-- Data shown start --
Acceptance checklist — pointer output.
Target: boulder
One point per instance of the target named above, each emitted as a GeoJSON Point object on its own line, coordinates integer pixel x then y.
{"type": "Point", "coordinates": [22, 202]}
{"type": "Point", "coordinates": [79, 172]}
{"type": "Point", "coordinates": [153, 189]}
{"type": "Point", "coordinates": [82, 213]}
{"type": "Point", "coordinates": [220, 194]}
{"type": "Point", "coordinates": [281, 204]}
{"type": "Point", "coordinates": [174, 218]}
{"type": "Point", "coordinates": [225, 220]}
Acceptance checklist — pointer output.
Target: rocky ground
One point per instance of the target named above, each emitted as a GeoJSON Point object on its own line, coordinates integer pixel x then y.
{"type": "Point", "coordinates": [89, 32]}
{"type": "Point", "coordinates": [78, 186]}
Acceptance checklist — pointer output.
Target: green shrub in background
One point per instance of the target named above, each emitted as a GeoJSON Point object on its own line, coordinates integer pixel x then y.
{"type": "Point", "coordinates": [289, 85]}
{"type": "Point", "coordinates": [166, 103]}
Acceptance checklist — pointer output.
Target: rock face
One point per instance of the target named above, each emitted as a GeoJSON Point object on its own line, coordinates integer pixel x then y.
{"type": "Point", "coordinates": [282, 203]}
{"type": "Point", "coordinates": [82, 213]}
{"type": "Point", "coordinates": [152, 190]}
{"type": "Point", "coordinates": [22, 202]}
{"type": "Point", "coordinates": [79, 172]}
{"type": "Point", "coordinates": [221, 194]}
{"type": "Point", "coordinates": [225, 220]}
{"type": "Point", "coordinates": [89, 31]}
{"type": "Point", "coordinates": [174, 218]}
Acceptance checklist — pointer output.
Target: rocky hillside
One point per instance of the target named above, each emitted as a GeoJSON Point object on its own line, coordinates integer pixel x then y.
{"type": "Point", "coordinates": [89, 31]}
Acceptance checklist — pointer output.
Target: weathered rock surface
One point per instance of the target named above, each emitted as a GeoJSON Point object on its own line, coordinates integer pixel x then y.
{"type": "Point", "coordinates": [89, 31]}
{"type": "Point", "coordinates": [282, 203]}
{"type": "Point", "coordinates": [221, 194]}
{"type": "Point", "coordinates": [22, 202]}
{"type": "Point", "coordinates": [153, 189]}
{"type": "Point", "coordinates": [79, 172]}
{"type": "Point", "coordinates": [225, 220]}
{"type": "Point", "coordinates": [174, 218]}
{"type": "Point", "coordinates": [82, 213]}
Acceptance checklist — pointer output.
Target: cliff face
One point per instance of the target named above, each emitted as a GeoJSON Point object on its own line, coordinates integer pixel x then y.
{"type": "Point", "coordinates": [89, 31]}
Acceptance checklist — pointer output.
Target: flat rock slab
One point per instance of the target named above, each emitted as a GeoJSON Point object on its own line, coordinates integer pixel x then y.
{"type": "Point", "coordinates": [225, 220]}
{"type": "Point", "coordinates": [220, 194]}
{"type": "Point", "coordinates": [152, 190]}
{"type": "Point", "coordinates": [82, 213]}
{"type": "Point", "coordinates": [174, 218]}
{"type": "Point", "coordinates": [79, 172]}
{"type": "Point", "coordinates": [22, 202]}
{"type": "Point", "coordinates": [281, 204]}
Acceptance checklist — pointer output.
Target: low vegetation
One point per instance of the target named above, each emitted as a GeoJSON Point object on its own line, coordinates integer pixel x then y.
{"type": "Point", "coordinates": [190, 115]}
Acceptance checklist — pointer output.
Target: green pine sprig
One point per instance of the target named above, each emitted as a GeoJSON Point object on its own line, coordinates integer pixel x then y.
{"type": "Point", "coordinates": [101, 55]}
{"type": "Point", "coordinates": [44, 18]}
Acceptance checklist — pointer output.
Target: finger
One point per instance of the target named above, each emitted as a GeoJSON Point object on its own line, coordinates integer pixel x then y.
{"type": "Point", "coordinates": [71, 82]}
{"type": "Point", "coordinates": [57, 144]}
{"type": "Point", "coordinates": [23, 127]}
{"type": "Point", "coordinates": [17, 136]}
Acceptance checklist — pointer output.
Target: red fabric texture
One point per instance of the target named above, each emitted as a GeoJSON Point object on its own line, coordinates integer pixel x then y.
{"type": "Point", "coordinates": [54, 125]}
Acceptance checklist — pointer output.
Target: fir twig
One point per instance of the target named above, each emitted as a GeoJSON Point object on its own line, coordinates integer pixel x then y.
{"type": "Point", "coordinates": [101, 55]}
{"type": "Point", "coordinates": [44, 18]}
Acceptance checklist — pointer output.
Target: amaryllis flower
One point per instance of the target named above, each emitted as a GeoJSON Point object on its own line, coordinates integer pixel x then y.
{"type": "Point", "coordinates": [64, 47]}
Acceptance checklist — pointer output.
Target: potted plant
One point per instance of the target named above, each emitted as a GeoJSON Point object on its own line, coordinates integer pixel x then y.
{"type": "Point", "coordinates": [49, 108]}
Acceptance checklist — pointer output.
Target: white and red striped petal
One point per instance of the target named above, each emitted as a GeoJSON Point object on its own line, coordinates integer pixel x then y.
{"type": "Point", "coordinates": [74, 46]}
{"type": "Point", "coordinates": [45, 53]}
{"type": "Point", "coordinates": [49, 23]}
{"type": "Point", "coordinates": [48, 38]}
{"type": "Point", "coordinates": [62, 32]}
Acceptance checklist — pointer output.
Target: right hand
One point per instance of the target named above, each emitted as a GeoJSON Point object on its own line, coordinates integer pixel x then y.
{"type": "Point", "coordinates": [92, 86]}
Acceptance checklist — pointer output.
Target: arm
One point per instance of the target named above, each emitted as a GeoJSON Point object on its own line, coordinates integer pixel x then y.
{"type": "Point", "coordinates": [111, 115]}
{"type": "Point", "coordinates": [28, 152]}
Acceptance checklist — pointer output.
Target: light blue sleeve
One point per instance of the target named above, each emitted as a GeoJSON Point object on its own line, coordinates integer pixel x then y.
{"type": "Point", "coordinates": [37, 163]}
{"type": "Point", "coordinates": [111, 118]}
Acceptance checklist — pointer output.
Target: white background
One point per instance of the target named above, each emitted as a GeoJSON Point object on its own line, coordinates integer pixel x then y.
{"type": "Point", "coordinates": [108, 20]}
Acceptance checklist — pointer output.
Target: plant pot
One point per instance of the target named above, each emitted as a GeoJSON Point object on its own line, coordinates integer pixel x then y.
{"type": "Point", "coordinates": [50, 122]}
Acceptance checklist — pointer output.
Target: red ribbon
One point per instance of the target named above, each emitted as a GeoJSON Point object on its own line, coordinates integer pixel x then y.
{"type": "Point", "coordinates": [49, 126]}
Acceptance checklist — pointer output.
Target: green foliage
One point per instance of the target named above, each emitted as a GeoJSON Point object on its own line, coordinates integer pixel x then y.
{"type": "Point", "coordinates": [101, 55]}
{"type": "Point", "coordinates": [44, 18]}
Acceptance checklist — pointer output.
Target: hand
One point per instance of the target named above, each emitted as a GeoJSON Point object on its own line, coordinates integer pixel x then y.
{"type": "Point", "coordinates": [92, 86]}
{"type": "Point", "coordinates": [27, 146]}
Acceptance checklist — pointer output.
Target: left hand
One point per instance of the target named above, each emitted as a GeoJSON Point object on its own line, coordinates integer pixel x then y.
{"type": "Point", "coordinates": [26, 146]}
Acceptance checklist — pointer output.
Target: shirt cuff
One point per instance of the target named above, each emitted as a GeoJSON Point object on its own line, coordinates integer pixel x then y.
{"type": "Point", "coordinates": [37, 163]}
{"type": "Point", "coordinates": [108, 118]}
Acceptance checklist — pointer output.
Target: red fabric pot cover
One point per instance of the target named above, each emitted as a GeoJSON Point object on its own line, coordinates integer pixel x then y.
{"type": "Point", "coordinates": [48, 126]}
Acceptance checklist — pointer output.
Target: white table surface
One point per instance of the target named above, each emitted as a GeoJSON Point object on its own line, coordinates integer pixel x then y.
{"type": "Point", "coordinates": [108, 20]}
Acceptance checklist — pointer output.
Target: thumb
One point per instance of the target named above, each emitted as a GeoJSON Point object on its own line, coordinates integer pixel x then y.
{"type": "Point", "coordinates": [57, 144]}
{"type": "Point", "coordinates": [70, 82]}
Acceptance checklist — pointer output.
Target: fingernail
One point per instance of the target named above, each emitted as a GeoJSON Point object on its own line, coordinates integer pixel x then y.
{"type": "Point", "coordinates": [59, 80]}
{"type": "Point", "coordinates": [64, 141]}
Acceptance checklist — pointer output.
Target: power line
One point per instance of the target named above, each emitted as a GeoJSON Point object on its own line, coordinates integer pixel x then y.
-- Data shown end --
Given request: Report each line of the listing above that contains the word "plant", copying the line in full.

Answer to the problem:
Target: potted plant
Target: plant pot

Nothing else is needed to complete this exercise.